## Objetivo de la tarea
Expresa todos los ítems como un CSV de dos columnas, llamadas texto y respuesta, con una fila por ítem. Pon cada valor entre comillas en un solo campo y cambia los saltos de línea por espacios.

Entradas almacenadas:

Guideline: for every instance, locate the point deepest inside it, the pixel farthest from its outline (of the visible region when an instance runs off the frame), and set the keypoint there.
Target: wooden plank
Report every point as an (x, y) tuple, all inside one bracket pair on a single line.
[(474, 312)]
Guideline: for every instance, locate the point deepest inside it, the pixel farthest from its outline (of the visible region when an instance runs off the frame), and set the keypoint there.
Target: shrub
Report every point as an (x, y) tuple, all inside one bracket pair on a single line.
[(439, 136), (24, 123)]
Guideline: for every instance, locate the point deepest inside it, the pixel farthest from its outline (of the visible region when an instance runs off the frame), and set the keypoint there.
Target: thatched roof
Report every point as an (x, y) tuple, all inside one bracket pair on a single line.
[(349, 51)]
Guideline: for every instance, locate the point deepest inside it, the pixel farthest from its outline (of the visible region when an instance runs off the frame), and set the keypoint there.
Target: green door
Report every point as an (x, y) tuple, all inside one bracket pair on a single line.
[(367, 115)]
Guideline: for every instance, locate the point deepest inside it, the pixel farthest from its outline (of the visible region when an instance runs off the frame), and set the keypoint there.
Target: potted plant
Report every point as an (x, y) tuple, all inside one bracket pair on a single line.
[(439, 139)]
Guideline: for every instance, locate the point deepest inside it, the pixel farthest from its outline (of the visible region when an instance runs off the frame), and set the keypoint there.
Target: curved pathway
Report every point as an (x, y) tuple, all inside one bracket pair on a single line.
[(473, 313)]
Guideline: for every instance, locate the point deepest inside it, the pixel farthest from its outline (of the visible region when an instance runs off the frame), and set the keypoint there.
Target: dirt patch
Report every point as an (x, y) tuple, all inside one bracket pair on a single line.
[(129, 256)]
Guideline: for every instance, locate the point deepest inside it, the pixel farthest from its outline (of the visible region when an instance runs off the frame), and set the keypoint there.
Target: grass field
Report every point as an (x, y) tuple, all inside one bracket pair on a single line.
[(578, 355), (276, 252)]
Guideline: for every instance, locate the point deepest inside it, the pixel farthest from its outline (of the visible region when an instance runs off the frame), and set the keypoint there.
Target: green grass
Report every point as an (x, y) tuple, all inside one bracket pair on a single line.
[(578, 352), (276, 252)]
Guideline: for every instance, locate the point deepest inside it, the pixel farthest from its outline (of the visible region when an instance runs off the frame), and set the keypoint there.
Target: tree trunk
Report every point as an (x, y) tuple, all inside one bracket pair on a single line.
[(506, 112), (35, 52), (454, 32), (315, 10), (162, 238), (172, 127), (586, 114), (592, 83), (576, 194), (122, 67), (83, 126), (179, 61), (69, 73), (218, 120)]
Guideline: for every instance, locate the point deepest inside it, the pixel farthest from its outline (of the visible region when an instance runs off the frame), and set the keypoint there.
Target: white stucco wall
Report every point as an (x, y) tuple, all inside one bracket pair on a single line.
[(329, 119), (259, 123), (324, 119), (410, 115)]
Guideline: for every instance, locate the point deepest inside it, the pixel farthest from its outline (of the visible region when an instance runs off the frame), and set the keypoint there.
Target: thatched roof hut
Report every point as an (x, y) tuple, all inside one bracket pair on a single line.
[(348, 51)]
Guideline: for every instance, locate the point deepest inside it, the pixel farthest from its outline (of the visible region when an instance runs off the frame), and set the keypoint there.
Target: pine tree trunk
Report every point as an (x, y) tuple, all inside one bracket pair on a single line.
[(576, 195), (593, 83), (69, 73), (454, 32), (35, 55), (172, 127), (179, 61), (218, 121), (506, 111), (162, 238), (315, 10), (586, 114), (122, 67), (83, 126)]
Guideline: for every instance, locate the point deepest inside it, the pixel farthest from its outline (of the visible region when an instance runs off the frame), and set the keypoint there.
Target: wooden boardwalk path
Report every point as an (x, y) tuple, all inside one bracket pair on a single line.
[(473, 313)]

## Respuesta
texto,respuesta
"Guideline: for every instance, locate the point deepest inside it, the pixel farthest from its outline (of the visible region when an instance runs off the frame), and set the keypoint there. Target: wooden plank Report every point as an (x, y) tuple, all inside one bracket pair on a single line.","[(474, 312)]"
"Guideline: for every instance, locate the point deepest inside it, the pixel farthest from its outline (of the visible region when an instance runs off the frame), and set the keypoint there. Target: shrub Report every point as an (x, y) tuple, all inside one bracket pair on a single line.","[(439, 136), (24, 123)]"
"Guideline: for every instance, locate the point deepest inside it, the pixel farthest from its outline (of the visible region when an instance runs off the frame), and set the keypoint there. Target: thatched roof Report every point as an (x, y) tuple, all inside one bracket pair on a single line.","[(349, 51)]"
"Guideline: for every instance, locate the point deepest inside it, the pixel farthest from its outline (of the visible region when an instance runs off the frame), and set the keypoint there. Target: green door Report every point as an (x, y) tuple, all inside one bracket pair on a single line.","[(367, 115)]"
"Guideline: for every instance, locate the point deepest inside it, the pixel farthest from its outline (of the visible region when an instance runs off the frame), and set the keypoint there. Target: potted plant Report every point as an (x, y) tuple, all inside one bracket pair on a single line.","[(439, 139)]"
"Guideline: for every instance, locate the point deepest inside it, the pixel farthest from its outline (of the visible region when an instance runs off the frame), and set the keypoint there. Target: curved pathway Report every point as an (x, y) tuple, all inside one bracket pair on a single line.","[(473, 313)]"
"Guideline: for every instance, locate the point deepest inside it, the pixel farthest from its outline (of the visible region when an instance runs off the frame), and set the keypoint there. Target: dirt patch Report every point as an (x, y) tuple, all inside one bracket pair on a single line.","[(129, 256)]"
"Guideline: for every instance, locate the point deepest inside it, the pixel farthest from its outline (of the visible region when an instance runs off the frame), and set the keypoint there. Target: grass field Report every point as an (x, y) tuple, all inside one bracket pair on a single line.","[(578, 355), (276, 252)]"
"Guideline: for every instance, locate the point deepest inside it, the pixel farthest from its outline (of the visible region when an instance runs off the frame), and set the keypoint there. Target: green grass Report every point as an (x, y) tuple, all inside one bracket pair on a single line.","[(578, 352), (276, 252)]"
"Guideline: for every instance, locate the point deepest inside it, the pixel farthest from its outline (of the visible region when an instance runs off the frame), and set the keypoint there. Target: tree trunk Report every point as an (x, y) tuple, all inside one bracket pair on a single line.","[(506, 112), (35, 52), (454, 32), (315, 10), (162, 238), (172, 127), (586, 114), (592, 83), (576, 194), (122, 67), (83, 126), (179, 61), (69, 73), (218, 120)]"
"Guideline: for every instance, locate the point deepest inside it, the pixel farthest from its outline (of the visible region when an instance runs off the frame), and set the keypoint there. Target: white stucco wall Report every point as an (x, y) tuple, all inside one bracket pair on a single line.","[(329, 119), (259, 123), (324, 119), (410, 115)]"
"Guideline: for every instance, locate the point deepest inside it, the pixel farthest from its outline (of the visible region when an instance runs off the frame), and set the keypoint there. Target: thatched roof hut Report every point as an (x, y) tuple, all inside one bracket pair on a single line.","[(348, 51)]"
"Guideline: for every instance, locate the point deepest inside it, the pixel farthest from its outline (of the visible region when an instance runs off the frame), and set the keypoint there. Target: pine tree trunk Report every point as an (x, y) tuple, all inside one bracket pair on a single line.","[(576, 195), (593, 83), (69, 73), (454, 32), (35, 55), (172, 127), (179, 61), (218, 121), (506, 111), (162, 238), (315, 10), (586, 114), (122, 67), (83, 126)]"
"Guideline: for every instance, locate the point deepest inside it, the pixel farthest from its outline (of the visible region when an instance runs off the frame), and set the keypoint there. Target: wooden boardwalk path Report every point as an (x, y) tuple, all inside one bracket pair on a single line.","[(473, 313)]"